### TO BE DONE
Locate "In this exercise you will tag the roof" in the listing below, then output the line holding it and every line after it, exactly and with nothing else.

________________

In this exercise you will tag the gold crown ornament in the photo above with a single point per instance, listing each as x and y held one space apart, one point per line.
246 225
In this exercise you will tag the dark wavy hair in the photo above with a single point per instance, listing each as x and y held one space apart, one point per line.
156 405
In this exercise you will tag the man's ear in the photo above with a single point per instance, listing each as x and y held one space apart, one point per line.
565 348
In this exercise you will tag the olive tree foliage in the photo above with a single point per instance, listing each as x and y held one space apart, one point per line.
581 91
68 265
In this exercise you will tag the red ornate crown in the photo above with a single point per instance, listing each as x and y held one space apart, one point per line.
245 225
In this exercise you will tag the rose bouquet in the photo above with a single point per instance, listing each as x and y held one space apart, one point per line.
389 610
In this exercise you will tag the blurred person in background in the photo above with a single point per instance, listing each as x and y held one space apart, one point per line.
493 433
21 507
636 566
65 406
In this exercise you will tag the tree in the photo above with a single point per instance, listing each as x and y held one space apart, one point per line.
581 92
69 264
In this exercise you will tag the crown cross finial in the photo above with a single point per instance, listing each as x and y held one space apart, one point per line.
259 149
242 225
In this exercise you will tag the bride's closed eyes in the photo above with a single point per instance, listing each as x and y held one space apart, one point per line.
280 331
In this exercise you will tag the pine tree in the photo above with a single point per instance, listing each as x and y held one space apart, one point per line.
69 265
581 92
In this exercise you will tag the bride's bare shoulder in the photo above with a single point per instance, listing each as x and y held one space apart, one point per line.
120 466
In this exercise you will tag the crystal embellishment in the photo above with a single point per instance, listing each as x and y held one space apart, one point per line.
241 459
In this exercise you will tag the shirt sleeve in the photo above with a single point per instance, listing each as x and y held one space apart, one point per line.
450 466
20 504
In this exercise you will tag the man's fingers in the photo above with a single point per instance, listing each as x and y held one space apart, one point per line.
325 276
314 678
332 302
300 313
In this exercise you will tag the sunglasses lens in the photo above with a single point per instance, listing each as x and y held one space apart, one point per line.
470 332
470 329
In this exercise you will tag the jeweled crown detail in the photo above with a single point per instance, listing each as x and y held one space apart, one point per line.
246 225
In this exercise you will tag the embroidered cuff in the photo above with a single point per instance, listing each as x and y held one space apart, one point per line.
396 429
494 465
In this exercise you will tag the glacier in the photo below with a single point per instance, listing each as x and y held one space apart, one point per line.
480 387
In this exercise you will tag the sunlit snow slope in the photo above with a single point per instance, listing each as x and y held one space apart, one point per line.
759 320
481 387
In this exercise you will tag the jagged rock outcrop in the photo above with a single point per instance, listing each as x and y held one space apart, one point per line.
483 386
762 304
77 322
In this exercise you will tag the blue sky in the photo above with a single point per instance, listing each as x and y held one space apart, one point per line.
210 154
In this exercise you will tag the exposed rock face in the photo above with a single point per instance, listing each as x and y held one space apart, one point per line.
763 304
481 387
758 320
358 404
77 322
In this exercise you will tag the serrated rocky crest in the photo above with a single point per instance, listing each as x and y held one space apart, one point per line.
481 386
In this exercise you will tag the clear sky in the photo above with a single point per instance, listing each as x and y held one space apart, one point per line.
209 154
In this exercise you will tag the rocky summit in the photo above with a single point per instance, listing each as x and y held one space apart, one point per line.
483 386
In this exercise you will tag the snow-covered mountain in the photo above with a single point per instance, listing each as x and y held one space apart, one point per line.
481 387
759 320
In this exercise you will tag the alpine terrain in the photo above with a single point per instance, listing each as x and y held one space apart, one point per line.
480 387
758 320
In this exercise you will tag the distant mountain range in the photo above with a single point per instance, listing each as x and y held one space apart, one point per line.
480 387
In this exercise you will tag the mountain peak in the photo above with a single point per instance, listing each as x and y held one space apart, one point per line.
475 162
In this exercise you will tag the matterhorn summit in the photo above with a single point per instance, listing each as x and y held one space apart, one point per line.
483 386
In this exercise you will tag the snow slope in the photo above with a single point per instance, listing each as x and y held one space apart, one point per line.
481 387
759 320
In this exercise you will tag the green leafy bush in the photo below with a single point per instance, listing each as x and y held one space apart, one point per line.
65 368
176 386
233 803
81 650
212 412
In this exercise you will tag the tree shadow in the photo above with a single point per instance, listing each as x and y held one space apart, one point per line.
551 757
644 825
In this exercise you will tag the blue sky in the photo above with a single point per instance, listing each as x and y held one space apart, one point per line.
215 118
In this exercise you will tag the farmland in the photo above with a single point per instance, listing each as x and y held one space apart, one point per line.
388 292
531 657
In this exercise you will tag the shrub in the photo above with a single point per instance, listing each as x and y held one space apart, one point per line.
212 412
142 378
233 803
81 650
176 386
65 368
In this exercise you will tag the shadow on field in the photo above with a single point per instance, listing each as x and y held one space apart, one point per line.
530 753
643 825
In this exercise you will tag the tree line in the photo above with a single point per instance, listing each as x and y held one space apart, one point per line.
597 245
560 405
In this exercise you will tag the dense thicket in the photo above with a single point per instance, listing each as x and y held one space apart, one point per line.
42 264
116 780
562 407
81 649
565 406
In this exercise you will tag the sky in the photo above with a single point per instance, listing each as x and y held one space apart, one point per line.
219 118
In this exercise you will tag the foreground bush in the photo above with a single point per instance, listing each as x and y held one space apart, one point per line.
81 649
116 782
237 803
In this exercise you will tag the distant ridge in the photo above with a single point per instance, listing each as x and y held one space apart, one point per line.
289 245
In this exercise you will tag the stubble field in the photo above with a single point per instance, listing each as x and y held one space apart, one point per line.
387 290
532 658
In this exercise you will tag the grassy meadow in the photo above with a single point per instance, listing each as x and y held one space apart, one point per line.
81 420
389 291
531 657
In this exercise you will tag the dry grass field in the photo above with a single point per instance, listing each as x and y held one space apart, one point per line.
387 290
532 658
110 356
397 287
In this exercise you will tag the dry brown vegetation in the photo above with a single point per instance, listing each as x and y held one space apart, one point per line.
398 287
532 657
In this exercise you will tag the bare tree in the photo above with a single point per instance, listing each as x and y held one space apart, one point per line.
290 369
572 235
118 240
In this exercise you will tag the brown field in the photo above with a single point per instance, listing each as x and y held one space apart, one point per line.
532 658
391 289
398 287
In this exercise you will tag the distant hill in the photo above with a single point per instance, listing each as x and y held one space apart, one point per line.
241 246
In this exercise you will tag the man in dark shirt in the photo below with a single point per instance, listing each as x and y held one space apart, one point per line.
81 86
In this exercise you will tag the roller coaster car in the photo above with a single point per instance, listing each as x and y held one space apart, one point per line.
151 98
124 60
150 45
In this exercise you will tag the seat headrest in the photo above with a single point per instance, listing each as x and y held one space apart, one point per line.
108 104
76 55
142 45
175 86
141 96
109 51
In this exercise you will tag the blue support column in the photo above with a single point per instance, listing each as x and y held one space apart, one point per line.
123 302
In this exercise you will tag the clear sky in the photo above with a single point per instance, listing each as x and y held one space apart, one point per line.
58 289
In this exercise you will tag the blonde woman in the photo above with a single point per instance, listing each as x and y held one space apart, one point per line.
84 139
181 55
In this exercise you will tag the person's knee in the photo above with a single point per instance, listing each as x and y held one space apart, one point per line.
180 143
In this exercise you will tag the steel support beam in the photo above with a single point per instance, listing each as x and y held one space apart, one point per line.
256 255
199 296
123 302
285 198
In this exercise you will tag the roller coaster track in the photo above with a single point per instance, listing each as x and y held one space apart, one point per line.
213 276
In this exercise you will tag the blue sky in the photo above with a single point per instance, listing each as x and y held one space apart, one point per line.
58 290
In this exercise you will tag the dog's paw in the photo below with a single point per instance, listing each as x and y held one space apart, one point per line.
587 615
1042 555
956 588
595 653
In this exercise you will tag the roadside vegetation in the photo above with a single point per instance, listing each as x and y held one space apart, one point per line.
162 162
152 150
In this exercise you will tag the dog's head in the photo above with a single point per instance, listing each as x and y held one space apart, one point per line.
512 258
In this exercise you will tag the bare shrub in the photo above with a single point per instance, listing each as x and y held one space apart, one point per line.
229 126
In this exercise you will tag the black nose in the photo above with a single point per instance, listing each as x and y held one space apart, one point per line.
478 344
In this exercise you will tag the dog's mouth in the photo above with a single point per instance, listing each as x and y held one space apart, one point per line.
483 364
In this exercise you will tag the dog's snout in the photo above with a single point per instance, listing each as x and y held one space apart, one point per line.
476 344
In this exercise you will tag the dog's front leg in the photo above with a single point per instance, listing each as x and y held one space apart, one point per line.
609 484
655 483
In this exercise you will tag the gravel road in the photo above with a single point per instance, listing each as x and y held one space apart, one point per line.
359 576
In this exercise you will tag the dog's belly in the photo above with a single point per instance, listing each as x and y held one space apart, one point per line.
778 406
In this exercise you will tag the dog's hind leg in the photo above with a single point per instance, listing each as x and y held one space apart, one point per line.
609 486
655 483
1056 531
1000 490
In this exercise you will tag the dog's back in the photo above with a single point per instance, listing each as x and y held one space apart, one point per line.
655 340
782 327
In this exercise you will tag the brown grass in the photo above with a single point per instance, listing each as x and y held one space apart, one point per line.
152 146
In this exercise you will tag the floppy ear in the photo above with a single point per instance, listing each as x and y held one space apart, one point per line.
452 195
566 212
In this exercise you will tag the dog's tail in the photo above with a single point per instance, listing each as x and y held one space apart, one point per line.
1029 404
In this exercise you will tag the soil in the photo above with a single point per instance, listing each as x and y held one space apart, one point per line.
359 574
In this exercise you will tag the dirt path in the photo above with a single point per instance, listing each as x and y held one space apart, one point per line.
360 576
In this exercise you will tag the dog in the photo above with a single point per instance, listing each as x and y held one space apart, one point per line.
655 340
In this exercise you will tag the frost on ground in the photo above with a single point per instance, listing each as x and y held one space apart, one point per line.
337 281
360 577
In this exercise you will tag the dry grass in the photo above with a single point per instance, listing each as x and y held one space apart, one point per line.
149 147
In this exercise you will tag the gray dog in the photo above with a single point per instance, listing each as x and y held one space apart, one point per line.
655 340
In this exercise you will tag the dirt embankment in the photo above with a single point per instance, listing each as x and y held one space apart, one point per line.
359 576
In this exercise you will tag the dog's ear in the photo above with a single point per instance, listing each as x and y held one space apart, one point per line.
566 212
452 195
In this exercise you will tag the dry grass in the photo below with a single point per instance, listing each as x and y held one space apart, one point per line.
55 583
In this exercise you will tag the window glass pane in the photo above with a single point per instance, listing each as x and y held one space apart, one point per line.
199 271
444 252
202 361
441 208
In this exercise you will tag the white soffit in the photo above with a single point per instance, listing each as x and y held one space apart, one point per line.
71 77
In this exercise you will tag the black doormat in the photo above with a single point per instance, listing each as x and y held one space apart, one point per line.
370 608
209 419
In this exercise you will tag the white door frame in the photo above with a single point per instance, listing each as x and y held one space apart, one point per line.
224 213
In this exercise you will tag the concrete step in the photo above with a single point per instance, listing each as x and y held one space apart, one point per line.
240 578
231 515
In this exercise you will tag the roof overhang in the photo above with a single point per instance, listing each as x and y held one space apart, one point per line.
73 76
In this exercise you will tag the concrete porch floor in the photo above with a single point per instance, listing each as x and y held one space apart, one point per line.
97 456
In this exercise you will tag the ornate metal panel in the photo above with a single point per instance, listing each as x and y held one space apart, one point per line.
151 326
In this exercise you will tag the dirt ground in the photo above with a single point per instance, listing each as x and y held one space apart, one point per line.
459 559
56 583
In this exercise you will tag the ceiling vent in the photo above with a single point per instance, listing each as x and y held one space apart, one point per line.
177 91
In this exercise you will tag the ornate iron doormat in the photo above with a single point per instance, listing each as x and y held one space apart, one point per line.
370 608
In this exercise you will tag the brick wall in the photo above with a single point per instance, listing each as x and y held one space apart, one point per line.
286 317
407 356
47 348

________________

### WORKED ANSWER
In this exercise you will tag the roof overhang in the photo above with a single point per instance, listing each as x and y held one space apart, one point per line.
73 76
In this exercise you will tag the concrete porch floor in the photo above with a single point per instance, listing each as x and y held one space apart, one point per line.
97 456
In this exercise you will tag the ornate metal panel in the photo above with a single point per instance, listing each as x and y held one space apart, one point per line.
151 326
In this exercise you will tag the dirt ground in the photo above with a single point per instance, listing each as x and y held one space apart, one point per line.
459 559
56 583
In this exercise you will tag the ceiling vent in the photo above with a single point per instance, listing each as x and y held one space apart, one point per line.
177 91
In this exercise you will tag the ornate iron doormat in the photo above with a single point per instance, listing each as x and y held one space apart, one point per line.
370 608
In this exercise you will tag the brick wall in the photo above with a single point per instance, listing each as x and y held one space apart, one point per line.
286 317
407 356
47 348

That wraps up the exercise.